Reproduce the part of the article on Colin Maiden between "He then served" and "Fuels Trust Board.", inclusive, word for word.

**DOCUMENT EXCERPT:**
========

Vice-Chancellor of the University of Auckland
- In office 1971–1994
- Preceded by: Kenneth John Maidment
- Succeeded by: Kit Carson

Personal details
- Born: Colin James Maiden 5 May 1933 Auckland, New Zealand
- Died: 31 July 2024 (aged 91)
- Spouse: Jenefor Mary Rowe ​ ​(m. 1957; died 2022)​
- Education: Auckland University College Exeter College, Oxford
- Fields: Hypervelocity flight
- Workplaces: Canadian Armament Research and Development Establishment Auckland University College General Motors Research Laboratories
- Thesis: The effect of temperature on the static and dynamic strength properties of materials (1957)

= Colin Maiden =

New Zealand academic and businessman (1933–2024)

Sir Colin James Maiden (5 May 1933 – 31 July 2024) was a New Zealand mechanical engineer, university administrator and company director.

==Biography==
Maiden was born in Auckland on 5 May 1933, the son of Henry Arnold Maiden and Lorna Maiden (née Richardson). He was educated at Auckland Grammar School where he played in the school's 1st XV rugby union team. He then attended Auckland University College completing a Bachelor and Master of Engineering, graduating with the latter degree in 1956. In 1955 he was awarded a Rhodes Scholarship to attend Exeter College, Oxford, where he completed his doctorate in 1957. While at Oxford, Maiden was awarded a tennis Blue.

In 1957, Maiden married Jenefor Mary Rowe, and the couple went on to have four children.

Maiden then took up a research post at the Canadian Armament Research and Development Establishment in Quebec, where he investigated the flight of high-velocity projectiles into space. In 1960 he returned to the School of Engineering at Auckland, and a senior lectureship in mechanical engineering. However, after a year he moved to the General Motors (GM) defence division in Santa Barbara, California, to research hypervelocity flight, and in 1966 he was appointed head of GM's metal-forming and die department in Detroit.

He then served as vice chancellor of the University of Auckland from 1971 to 1994. At his appointment he was the youngest vice chancellor in the Commonwealth, and by the time he left the post he was the longest serving Commonwealth vice chancellor. During this period he served on a number of New Zealand government committees, including the Energy Research and Development Committee and the Liquid Fuels Trust Board.

========

(Records of labeled points)
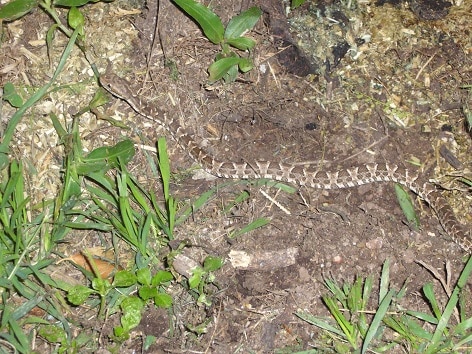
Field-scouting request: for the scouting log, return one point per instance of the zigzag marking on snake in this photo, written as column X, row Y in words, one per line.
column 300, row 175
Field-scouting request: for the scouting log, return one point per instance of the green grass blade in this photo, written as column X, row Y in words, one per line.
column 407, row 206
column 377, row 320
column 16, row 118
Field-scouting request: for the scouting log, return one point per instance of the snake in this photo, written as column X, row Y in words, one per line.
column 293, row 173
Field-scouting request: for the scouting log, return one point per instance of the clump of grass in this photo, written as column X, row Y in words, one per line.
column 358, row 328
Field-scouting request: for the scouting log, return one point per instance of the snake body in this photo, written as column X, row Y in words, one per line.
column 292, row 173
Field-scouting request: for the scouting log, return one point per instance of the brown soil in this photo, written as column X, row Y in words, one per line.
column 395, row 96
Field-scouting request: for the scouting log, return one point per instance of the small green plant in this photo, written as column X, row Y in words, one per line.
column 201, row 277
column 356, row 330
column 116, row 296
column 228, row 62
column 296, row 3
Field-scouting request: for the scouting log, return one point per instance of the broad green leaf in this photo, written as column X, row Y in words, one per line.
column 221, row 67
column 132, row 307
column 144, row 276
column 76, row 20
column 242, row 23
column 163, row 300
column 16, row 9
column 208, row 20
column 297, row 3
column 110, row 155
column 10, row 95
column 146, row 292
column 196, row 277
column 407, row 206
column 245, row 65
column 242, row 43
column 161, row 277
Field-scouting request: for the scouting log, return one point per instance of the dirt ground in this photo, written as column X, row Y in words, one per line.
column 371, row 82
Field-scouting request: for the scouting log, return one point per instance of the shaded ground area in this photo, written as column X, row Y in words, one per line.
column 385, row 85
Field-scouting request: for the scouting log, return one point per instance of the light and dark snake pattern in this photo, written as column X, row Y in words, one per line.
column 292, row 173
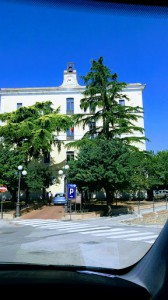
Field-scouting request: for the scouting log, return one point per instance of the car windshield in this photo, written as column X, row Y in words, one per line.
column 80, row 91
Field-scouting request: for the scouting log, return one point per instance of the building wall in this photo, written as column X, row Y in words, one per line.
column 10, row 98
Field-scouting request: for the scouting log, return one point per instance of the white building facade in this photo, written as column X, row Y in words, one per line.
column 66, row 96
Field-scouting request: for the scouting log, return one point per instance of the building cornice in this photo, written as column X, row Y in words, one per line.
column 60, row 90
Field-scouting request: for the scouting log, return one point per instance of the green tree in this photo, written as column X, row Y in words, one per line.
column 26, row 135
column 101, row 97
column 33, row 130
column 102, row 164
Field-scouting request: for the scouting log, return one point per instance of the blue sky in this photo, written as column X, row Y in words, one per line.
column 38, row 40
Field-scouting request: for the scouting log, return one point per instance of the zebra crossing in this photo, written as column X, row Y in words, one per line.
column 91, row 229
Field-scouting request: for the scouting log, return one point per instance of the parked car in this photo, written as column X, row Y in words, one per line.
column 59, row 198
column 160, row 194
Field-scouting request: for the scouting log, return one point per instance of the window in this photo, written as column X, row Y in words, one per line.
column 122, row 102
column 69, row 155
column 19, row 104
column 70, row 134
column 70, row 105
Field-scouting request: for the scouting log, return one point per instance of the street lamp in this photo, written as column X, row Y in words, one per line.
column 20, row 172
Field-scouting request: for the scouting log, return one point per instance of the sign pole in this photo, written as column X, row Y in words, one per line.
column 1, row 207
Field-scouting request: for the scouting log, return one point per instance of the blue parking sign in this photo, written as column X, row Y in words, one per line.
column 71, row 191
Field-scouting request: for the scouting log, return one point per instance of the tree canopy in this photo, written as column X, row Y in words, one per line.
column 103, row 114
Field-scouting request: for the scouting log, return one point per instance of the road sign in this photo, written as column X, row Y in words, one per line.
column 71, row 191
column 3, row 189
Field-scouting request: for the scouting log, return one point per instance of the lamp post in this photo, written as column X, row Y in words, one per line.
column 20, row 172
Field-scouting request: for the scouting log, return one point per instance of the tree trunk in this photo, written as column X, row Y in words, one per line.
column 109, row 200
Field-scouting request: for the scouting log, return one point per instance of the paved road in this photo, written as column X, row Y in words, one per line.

========

**SOLVED EXERCISE:**
He then served as vice chancellor of the University of Auckland from 1971 to 1994. At his appointment he was the youngest vice chancellor in the Commonwealth, and by the time he left the post he was the longest serving Commonwealth vice chancellor. During this period he served on a number of New Zealand government committees, including the Energy Research and Development Committee and the Liquid Fuels Trust Board.